*PROVIDED MATERIAL*.

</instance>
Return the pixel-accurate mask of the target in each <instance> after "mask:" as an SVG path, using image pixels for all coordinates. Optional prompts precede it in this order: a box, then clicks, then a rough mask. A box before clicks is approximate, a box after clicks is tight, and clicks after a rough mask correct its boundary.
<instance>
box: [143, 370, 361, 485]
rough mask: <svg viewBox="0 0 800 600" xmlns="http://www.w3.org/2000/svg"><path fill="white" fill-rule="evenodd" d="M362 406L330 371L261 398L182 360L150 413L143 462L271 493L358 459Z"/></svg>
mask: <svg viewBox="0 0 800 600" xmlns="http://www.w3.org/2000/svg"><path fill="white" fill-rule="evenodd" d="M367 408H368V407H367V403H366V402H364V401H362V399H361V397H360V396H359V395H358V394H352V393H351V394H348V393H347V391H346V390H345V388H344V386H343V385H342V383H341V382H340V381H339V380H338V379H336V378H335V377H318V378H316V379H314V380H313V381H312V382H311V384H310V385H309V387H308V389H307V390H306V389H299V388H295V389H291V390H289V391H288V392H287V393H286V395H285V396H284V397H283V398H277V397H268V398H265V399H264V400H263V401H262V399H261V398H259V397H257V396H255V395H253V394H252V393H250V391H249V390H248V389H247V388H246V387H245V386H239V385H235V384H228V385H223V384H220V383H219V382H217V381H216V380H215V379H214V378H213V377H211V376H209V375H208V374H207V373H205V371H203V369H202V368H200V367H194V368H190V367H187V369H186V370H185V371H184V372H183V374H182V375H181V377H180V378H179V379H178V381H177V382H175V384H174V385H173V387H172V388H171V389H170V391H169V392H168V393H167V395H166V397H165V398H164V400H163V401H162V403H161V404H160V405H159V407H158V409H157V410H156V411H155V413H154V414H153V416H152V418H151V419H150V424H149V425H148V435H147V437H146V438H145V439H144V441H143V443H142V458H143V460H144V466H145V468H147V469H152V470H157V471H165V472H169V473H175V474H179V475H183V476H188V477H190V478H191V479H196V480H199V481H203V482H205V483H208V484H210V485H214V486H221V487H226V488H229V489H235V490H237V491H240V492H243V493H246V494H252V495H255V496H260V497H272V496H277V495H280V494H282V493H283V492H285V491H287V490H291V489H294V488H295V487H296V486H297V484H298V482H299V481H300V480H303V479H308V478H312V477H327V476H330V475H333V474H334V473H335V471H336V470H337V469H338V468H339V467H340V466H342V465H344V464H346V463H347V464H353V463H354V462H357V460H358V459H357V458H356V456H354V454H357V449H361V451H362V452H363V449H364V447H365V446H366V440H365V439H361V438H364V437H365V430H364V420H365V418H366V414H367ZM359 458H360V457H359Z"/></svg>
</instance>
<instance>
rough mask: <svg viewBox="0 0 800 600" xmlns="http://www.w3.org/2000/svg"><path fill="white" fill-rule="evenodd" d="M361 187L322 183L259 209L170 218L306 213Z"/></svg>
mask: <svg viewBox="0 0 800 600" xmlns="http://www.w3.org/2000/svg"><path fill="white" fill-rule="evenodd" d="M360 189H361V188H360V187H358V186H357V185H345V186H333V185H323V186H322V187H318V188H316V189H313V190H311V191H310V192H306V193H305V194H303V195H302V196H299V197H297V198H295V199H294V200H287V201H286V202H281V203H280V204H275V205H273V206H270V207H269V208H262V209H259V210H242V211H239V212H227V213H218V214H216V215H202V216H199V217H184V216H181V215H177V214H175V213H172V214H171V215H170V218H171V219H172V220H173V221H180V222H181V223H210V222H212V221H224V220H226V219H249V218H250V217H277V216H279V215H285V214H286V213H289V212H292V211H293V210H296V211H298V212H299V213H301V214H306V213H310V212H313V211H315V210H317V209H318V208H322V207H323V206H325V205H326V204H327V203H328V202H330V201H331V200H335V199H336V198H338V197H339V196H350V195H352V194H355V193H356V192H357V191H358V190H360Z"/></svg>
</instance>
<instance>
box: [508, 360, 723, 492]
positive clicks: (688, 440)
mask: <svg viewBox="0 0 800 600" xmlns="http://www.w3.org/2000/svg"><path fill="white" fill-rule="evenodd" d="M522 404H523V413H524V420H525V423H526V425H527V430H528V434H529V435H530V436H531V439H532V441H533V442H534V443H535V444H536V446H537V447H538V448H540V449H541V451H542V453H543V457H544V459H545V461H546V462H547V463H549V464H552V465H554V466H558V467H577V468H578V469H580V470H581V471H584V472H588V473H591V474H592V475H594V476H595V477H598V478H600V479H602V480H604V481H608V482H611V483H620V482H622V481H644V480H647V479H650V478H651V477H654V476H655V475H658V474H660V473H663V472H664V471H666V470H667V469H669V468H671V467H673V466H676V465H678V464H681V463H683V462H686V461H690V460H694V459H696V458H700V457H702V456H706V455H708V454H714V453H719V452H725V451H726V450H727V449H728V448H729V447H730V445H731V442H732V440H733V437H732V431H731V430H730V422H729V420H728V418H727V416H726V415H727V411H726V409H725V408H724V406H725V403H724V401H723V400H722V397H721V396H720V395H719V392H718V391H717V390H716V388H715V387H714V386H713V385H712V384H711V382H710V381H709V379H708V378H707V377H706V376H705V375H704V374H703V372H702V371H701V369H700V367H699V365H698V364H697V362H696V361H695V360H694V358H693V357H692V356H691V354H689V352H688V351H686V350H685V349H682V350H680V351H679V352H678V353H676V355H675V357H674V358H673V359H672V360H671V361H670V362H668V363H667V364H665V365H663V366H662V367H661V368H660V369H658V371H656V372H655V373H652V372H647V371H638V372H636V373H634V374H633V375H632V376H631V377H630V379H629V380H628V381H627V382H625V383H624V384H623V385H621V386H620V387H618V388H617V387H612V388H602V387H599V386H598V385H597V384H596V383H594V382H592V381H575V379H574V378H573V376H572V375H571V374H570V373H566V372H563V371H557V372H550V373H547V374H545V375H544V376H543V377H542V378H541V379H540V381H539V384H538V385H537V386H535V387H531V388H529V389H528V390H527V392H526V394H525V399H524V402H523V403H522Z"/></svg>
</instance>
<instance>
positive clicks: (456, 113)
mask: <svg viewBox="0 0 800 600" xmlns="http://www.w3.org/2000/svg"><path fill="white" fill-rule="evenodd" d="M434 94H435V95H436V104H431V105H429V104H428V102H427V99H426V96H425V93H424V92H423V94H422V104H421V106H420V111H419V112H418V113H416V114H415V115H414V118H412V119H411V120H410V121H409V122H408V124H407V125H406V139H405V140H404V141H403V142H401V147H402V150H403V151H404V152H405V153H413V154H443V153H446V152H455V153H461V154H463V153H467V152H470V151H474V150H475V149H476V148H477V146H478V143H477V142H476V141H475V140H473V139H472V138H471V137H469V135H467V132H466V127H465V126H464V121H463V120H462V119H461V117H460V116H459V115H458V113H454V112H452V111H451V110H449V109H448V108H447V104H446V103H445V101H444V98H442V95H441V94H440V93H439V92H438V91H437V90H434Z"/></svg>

*PROBLEM TO SOLVE*. Could you update everything from the start of the records down to the line containing "406L330 371L261 398L182" by replacing "rough mask" with "coarse mask" and giving those lines back otherwise unchanged?

*EXERCISE SOLUTION*.
</instance>
Return the pixel-accurate mask of the target in each <instance> after "mask:" as an SVG path, using image pixels for all coordinates. Optional prompts precede it in this order: a box, then clicks, then a coarse mask. A box before clicks is approximate, a box after clicks is tight, and clicks after a coarse mask correct its boundary.
<instance>
box: [143, 370, 361, 485]
coarse mask: <svg viewBox="0 0 800 600" xmlns="http://www.w3.org/2000/svg"><path fill="white" fill-rule="evenodd" d="M362 406L330 371L261 398L182 360L150 413L143 462L271 493L358 459Z"/></svg>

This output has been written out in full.